[begin PASSAGE PROVIDED]
2012-11-19 Thread Rahul Ravindran
That is unfortunate. Is it sufficient if I package just hadoop-common.jar or is 
the recommended way essentially doing an apt-get install flume-ng which will 
install the below

# apt-cache depends flume-ng

flume-ng
  Depends: adduser
  Depends: hadoop-hdfs
  Depends: bigtop-utils

My concern is that hadoop-hdfs brings in a ton of other stuff which will not be 
used in any box except the one running the hdfs sink.

Thanks,
~Rahul.


 From: Hari Shreedharan hshreedha...@cloudera.com
To: user@flume.apache.org; Rahul Ravindran rahu...@yahoo.com 
Sent: Monday, November 19, 2012 4:08 PM
Subject: Re: Hadoop jars
 

Unfortunately, the FileChannel too has a hadoop dependency - even though the 
classes are never used. So you need the hadoop jars (and they should be added 
to FLUME_CLASSPATH in flume-env.sh or HADOOP_HOME/HADOOP_PREFIX should be set)
[end PASSAGE PROVIDED]
[begin GIVEN DATA]
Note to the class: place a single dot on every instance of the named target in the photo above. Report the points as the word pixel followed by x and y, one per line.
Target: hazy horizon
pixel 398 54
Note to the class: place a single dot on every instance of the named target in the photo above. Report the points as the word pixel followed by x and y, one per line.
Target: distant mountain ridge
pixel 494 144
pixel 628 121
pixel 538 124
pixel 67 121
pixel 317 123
[end GIVEN DATA]
_JOBS_
• a. Summarize the Flume thread in two sentences.
• b. From the Flume thread, copy the text starting at "# apt-cache depends" and ending at "the hdfs sink.".
This data was drawn from a separate source.

_SOLVED PROBLEMS_
• a. Hari Shreedharan explains that Flume's FileChannel has a Hadoop dependency even though those classes are never used, so the Hadoop jars are needed, either added to FLUME_CLASSPATH in flume-env.sh or located through HADOOP_HOME/HADOOP_PREFIX. Rahul Ravindran asks whether packaging only hadoop-common.jar would be enough or whether installing flume-ng with apt-get is recommended, since that package depends on adduser, hadoop-hdfs, and bigtop-utils, and he worries that hadoop-hdfs pulls in a lot of software unused on any machine except the one running the HDFS sink.

• b.
# apt-cache depends flume-ng

flume-ng
  Depends: adduser
  Depends: hadoop-hdfs
  Depends: bigtop-utils

My concern is that hadoop-hdfs brings in a ton of other stuff which will not be 
used in any box except the one running the hdfs sink.